TASK DESCRIPTION
Can you give the part of the listing below that opens with the line containing "Localize blue ocean" and closes with the line containing "xmin=227 ymin=301 xmax=250 ymax=322" as a Markdown table with the columns Row and Line, leaving out any blank lines?

======== SUPPLIED DATA ========

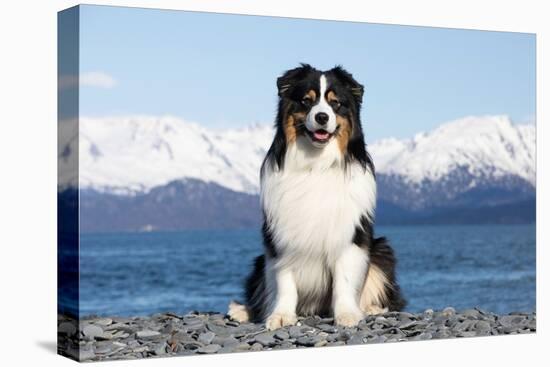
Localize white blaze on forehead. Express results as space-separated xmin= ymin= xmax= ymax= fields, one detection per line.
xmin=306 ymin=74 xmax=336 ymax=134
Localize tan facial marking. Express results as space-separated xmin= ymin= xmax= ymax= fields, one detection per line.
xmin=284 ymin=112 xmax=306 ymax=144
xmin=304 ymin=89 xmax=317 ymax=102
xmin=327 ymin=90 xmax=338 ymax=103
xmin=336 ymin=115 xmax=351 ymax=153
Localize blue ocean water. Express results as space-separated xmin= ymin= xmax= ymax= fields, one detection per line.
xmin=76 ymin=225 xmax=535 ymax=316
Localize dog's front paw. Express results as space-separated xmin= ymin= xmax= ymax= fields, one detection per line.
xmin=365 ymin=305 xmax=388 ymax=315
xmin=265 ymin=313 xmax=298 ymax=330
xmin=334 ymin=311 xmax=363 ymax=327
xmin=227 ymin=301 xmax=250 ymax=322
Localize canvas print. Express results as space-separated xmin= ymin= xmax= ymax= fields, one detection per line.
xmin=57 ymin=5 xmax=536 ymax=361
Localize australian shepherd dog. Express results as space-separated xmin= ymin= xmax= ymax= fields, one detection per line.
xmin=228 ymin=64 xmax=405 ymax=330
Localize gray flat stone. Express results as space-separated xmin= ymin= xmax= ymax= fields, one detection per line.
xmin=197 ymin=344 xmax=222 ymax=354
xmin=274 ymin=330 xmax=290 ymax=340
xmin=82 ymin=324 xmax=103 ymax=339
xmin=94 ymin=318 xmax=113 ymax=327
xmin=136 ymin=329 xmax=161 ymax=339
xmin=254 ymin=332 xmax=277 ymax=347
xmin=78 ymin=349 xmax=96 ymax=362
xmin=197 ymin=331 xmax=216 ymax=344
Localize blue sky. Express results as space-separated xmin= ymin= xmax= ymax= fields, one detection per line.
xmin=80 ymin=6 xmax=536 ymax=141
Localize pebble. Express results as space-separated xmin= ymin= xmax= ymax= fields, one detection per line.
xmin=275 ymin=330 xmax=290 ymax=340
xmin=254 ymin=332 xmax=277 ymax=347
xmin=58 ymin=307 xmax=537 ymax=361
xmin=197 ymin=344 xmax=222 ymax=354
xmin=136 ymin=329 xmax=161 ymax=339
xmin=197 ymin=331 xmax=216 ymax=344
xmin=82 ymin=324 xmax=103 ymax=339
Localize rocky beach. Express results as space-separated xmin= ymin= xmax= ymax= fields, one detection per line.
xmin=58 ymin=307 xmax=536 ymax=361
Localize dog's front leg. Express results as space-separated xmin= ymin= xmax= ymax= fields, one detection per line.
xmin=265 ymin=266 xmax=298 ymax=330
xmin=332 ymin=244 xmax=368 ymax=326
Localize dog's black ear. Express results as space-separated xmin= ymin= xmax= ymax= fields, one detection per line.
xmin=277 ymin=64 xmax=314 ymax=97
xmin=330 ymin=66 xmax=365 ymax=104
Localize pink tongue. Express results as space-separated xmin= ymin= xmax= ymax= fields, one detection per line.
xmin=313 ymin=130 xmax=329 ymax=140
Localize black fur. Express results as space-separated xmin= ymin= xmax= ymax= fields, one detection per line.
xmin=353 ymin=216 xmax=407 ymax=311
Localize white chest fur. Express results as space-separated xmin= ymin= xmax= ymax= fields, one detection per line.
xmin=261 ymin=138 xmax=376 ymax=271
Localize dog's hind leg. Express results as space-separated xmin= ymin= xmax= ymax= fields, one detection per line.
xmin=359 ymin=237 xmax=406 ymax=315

========
======== SUPPLIED DATA ========

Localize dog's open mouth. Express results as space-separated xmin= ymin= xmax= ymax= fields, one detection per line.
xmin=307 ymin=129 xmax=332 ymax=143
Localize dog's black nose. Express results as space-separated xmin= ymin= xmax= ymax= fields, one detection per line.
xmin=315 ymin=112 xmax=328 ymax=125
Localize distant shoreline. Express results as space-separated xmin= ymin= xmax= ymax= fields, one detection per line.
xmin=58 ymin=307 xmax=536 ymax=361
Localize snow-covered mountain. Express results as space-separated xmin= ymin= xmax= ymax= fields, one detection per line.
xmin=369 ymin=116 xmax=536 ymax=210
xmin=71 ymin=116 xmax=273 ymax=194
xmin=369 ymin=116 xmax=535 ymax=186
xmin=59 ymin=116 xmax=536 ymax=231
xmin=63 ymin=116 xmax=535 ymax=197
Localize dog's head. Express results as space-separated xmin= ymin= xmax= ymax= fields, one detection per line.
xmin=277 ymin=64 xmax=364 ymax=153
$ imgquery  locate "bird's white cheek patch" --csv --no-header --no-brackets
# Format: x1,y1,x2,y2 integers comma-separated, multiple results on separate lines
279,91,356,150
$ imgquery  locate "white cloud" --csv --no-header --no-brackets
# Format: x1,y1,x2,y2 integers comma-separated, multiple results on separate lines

========
======== SUPPLIED DATA ========

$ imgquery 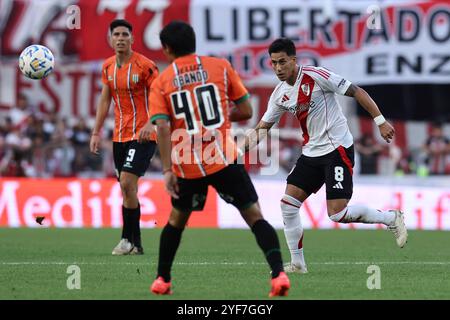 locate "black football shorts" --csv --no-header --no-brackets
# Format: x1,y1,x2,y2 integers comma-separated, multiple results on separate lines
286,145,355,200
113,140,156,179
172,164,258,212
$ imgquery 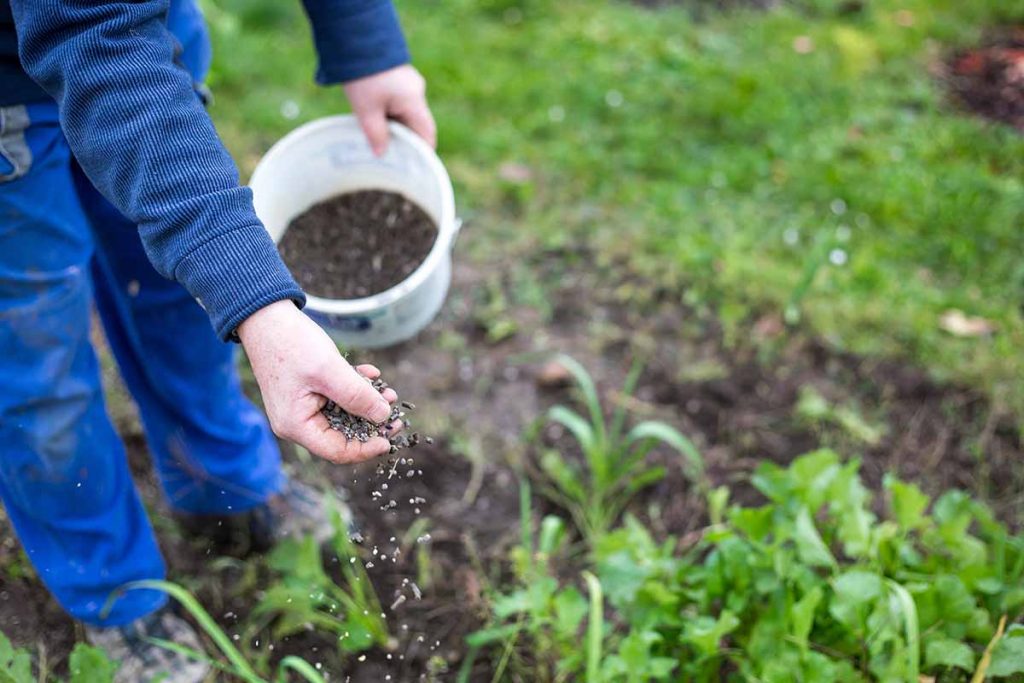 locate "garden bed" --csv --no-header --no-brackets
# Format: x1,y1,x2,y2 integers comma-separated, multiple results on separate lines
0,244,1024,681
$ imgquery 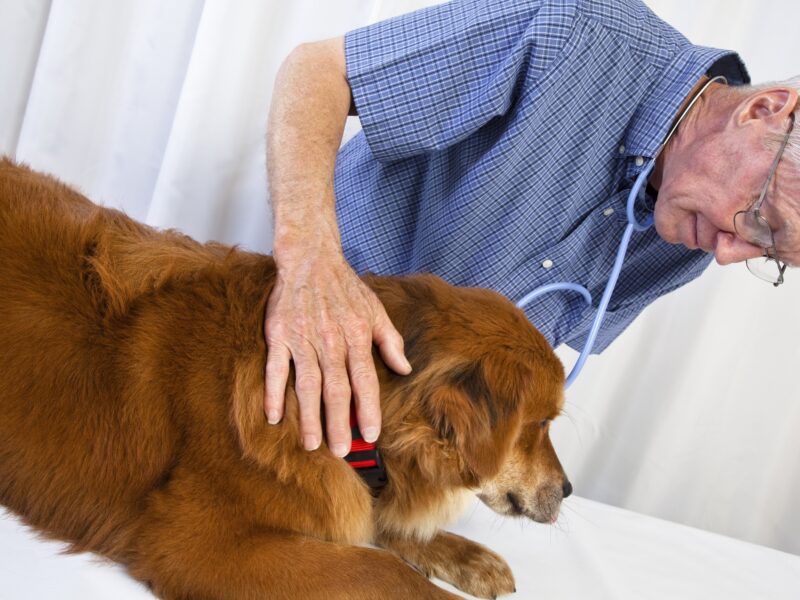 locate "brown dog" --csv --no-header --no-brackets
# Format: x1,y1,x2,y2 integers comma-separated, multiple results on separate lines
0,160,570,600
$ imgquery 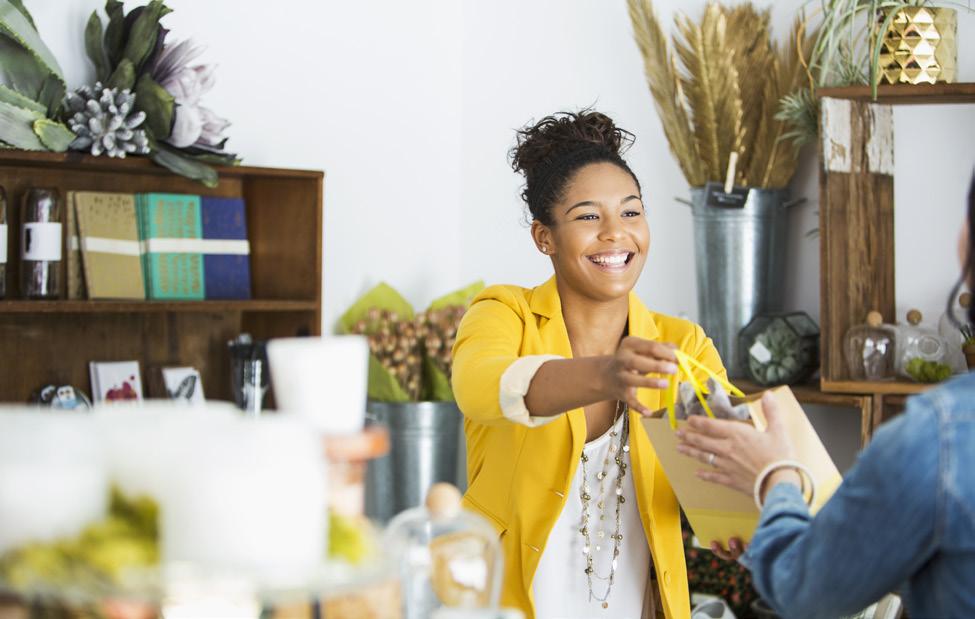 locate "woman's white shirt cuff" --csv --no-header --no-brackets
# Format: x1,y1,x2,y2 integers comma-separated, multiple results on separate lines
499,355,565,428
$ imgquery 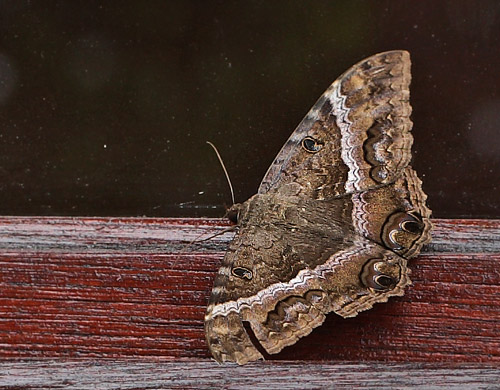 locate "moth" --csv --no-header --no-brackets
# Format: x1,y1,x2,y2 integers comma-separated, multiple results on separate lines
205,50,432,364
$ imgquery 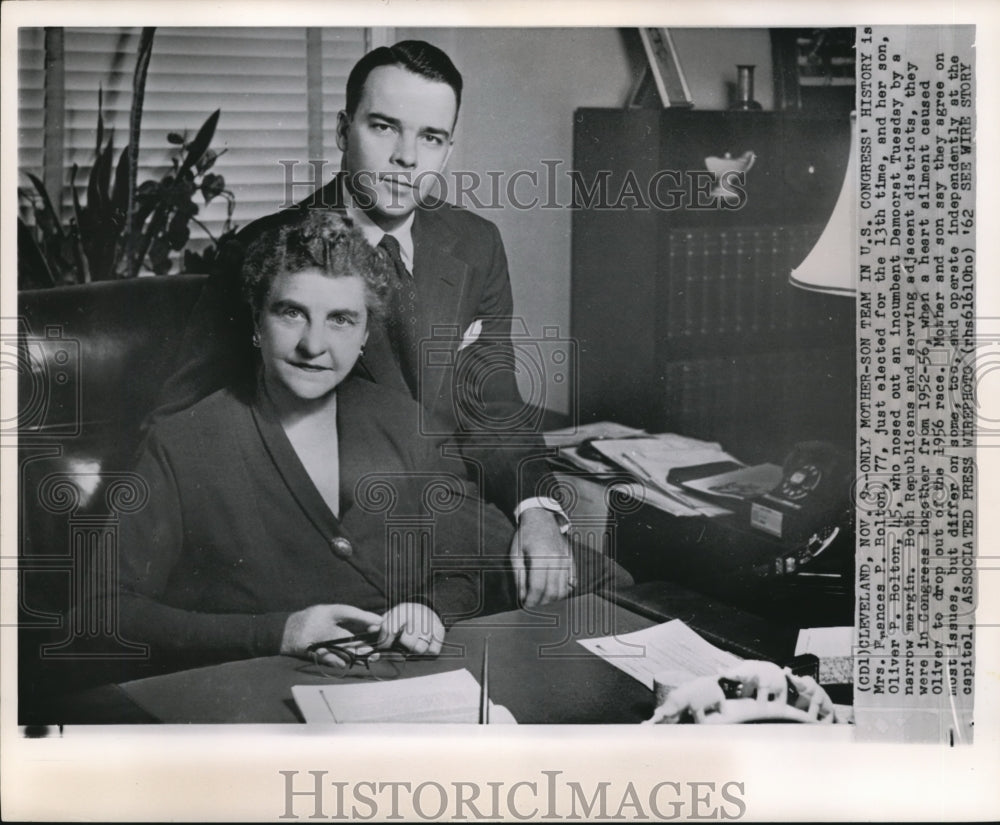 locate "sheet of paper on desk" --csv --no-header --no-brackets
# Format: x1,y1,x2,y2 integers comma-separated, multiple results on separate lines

========

SOLUTION TO THIS TASK
| Row | Line |
|---|---|
| 1 | Localize blue ocean water. Express results as space-separated xmin= ymin= xmax= ymax= fields, one detection per line. |
| 2 | xmin=76 ymin=225 xmax=535 ymax=316 |
| 3 | Localize dog's front paw. Express results as space-separated xmin= ymin= xmax= ymax= fields, one detection per line. |
| 4 | xmin=365 ymin=305 xmax=388 ymax=315 |
| 5 | xmin=265 ymin=313 xmax=298 ymax=330 |
| 6 | xmin=334 ymin=311 xmax=363 ymax=327 |
| 7 | xmin=227 ymin=301 xmax=250 ymax=322 |